++++ Auszug aus Dokument ++++

Steinbeile: Anforderungen an das Material

Ein Bericht von Hartmut Rüf

Fragt man jemanden nach den notwendigen Eigenschaften des Materials für ein Steinbeil, würde die Antwort wahrscheinlich lauten: Es muss hart sein.
Schaut man sich die in der Steinzeit verwendeten Gesteine für Steinbeile jedoch genauer an, stellt man fest, dass die vorwiegend eingesetzten Serpentinite von einem Steinmetz als weiches Gestein klassifiziert würden.
Serpentinite sind grünliche bis schwarze Umwandlungsgesteine, die in den aus den Zentralalpen kommenden Flüssen wie z.B. der Salzach als Geröll zu finden sind.
Was ist es also, das ein Gestein für ein Steinbeil geeignet macht?
Schaut man sich an, was beim Fällen eines Baums mit einem Steinbeil passiert,  sieht man, dass neben der Deformation des Baumes auch das Steinbeil deformiert wird, wenn auch in deutlich geringerem Ausmaß. Diese Deformation (Stauchung) des Steinbeils bedeutet für den Stein eine Beanspruchung bis an die Grenzen des inneren Zusammenhalts. Diese Deformation kann elastisch erfolgen, d.h. dass das Material nach der Deformation seine ursprüngliche Gestalt wieder einnimmt oder plastisch, d.h. das Material (die Klinge) wird dauerhaft deformiert. Im letzteren Fall kann der Werkstoff mehr Energie aufnehmen, allerdings bedeutet das auch, dass die Klinge schneller stumpf wird.
In der Werkstofftechnik spricht man von der Zähigkeit eines Materials, im allgemeinen ist die Zähigkeit der Gesteine bzw. Minerale desto höher je niedriger die Härte ist. Beispielsweise ist der Wert für Serpentin 10 bis 20 mal so hoch als derjenige von Quarz.

++++ Auszüge der Auflistung ++++

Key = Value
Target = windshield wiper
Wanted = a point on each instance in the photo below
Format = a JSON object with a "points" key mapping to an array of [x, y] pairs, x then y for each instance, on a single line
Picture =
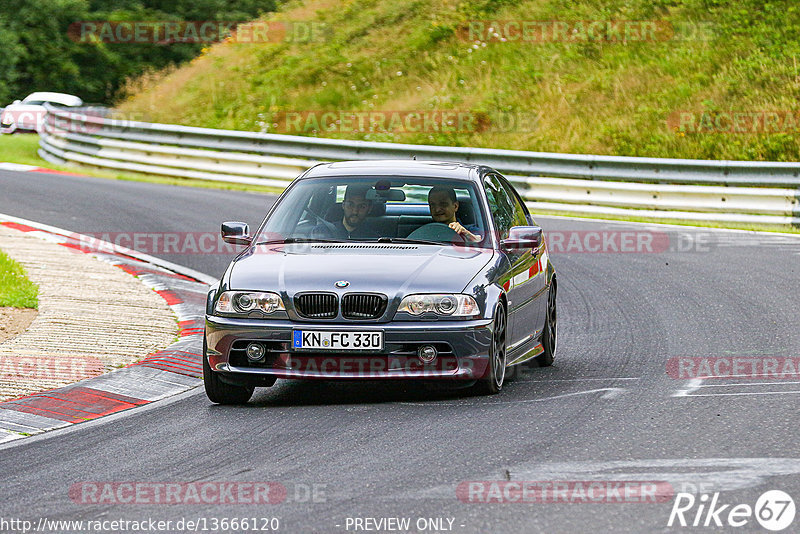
{"points": [[289, 240], [407, 240]]}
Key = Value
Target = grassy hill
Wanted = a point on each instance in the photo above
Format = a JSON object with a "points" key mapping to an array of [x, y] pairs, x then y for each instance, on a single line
{"points": [[604, 94]]}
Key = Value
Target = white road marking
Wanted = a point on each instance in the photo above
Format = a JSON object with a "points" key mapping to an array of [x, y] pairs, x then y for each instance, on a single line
{"points": [[609, 393], [744, 393], [691, 475], [775, 383], [692, 385], [577, 379]]}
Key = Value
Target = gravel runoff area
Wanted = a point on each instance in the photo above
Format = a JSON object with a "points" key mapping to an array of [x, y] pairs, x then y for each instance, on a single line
{"points": [[13, 321], [93, 317]]}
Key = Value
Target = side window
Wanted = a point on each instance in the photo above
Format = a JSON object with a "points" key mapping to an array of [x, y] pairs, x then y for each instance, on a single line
{"points": [[520, 211], [501, 206]]}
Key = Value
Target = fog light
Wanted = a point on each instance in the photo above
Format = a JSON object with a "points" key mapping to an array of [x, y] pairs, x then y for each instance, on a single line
{"points": [[255, 352], [426, 354]]}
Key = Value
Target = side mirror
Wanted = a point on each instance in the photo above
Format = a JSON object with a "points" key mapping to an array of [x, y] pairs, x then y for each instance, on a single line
{"points": [[522, 237], [236, 233]]}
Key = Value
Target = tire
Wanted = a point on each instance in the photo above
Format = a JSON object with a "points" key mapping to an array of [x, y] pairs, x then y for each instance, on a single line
{"points": [[550, 334], [218, 391], [492, 382]]}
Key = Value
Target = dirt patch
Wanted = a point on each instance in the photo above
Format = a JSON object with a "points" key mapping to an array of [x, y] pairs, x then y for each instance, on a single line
{"points": [[14, 321]]}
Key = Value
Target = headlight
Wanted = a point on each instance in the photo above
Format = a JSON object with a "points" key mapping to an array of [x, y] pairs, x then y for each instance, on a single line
{"points": [[441, 304], [245, 302]]}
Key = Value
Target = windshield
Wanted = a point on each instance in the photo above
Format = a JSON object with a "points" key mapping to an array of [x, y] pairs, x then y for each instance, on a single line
{"points": [[395, 209]]}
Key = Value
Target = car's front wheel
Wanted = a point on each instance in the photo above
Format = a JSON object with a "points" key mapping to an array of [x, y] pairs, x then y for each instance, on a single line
{"points": [[492, 381], [218, 391], [550, 334]]}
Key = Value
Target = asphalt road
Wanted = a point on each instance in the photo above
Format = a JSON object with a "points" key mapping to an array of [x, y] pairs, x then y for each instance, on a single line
{"points": [[607, 411]]}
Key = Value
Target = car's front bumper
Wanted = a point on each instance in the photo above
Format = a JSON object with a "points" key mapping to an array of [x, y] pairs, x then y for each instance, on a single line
{"points": [[463, 350]]}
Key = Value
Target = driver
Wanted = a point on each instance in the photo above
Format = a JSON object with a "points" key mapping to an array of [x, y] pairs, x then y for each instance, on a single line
{"points": [[443, 205], [356, 207]]}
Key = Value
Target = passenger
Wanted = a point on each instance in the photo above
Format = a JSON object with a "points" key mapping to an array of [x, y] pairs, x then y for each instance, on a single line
{"points": [[356, 207], [444, 205]]}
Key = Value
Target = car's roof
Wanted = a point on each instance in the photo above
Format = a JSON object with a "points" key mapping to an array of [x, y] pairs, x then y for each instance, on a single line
{"points": [[397, 167], [57, 98]]}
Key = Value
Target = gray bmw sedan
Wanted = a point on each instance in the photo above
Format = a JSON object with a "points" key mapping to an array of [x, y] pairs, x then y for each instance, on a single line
{"points": [[393, 269]]}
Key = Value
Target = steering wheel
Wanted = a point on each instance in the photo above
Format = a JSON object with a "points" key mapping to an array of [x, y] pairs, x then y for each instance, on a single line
{"points": [[436, 232]]}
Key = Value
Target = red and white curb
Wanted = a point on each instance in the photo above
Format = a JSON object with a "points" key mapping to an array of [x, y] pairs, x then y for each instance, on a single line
{"points": [[21, 167], [164, 373]]}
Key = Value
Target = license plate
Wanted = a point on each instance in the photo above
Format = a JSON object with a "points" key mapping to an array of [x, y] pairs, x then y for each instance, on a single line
{"points": [[320, 340]]}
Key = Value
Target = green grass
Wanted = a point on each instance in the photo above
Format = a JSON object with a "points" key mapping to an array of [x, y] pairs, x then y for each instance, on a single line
{"points": [[21, 148], [16, 291], [585, 97]]}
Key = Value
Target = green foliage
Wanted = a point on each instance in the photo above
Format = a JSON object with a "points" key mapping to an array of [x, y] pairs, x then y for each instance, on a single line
{"points": [[587, 96], [39, 54], [16, 290]]}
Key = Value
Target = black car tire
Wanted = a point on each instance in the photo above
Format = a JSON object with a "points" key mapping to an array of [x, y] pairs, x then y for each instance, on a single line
{"points": [[492, 381], [550, 334], [218, 391]]}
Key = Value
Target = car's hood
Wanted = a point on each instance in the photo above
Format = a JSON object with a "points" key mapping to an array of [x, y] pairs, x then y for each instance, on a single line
{"points": [[391, 269]]}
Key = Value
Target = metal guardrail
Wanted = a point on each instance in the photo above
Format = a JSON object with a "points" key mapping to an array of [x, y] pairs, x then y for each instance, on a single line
{"points": [[702, 190]]}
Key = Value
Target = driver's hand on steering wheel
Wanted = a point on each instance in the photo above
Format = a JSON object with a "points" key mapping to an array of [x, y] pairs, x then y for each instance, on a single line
{"points": [[463, 232]]}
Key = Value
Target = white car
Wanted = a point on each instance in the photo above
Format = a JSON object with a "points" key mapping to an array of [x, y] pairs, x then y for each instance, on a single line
{"points": [[28, 115]]}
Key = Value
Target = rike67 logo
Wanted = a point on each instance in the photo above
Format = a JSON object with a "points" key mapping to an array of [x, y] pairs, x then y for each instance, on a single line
{"points": [[774, 510]]}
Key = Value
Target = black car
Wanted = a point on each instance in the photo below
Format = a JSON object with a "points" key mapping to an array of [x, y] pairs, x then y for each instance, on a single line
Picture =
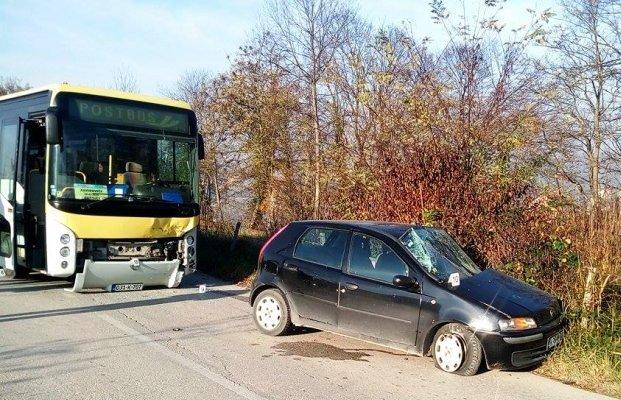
{"points": [[403, 286]]}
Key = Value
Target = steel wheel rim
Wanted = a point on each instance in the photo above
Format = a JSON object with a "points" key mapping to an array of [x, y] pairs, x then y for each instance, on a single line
{"points": [[269, 313], [449, 352]]}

++++

▶ [Zu erledigende Aufgaben]:
1: Schreiben Sie aus dem Text über Steinbeile den Abschnitt ab, der mit den Worten „Fragt man jemanden“ beginnt und mit „Gestein klassifiziert würden.“ schließt.
2: Führen Sie den Text über die Materialanforderungen an Steinbeile im Anschluss an seinen letzten Satz weiter.

▶ [Die Antworten]:
1:
Fragt man jemanden nach den notwendigen Eigenschaften des Materials für ein Steinbeil, würde die Antwort wahrscheinlich lauten: Es muss hart sein.
Schaut man sich die in der Steinzeit verwendeten Gesteine für Steinbeile jedoch genauer an, stellt man fest, dass die vorwiegend eingesetzten Serpentinite von einem Steinmetz als weiches Gestein klassifiziert würden.

2:
Eine Sonderstellung nehmen die Beile aus Jade ein, die jedoch auf Grund des wertvollen Materials (Import von der jungsteinzeitlichen Abbaustelle am Monte Viso in Norditalien) wohl eher als Zeremonial- bzw. Prunkbeile Verwendung fanden. Jade weist auf Grund der faserförmigen Struktur des Materials sowohl hohe Härte wie Zähigkeit auf und stellt einen besonders geeigneten Rohstoff dar. Beile aus Jade waren im westlichen Mitteleuropa bis zu den Britischen Inseln häufig, in der Sammlung Much der Universität Wien (463 Steinbeile von der Station See/Mondsee) gibt es davon jedoch nur ein einziges Exemplar.
In Summe bedeutet das, dass das für das Beil verwendete Gestein eine gewisse Elastizität besitzen muss, um den Schlag ohne zu zersplittern auszuhalten. In der Materialkunde spricht man von der Eigenschaft Schlagzähigkeit eines Materials.
Die Steinzeitleute werden in der Auswahl des Materials bevorzugt das vor Ort vorhandene Gestein ausgewählt haben und hinsichtlich Brauchbarkeit nach „Trial and Error“ vorgegangen sein.

Verwendete Literatur:
Catrin Kammer, Ulrich Kammer: Werkstoffkunde für Praktiker, Verlag Europa-Lehrmittel Nourney Vollmer 2017, Düsselberger Straße 23, D-42781 Haan-Gruiten
Martina Kölbl-Ebert: Gesteinskunde – Skript für die Übungen zur Dynamik der Erde, Fachbereich Geowissenschaften, Universität Tübingen 2017
Johannes Müller: Die Jungsteinzeit, in: S. V. Schnurbein (Hrsg.), Atlas der Vorgeschichte : Europa von den ersten Menschen bis Christi Geburt S. 58-105, Verlag Theiss, Stuttgart 2014.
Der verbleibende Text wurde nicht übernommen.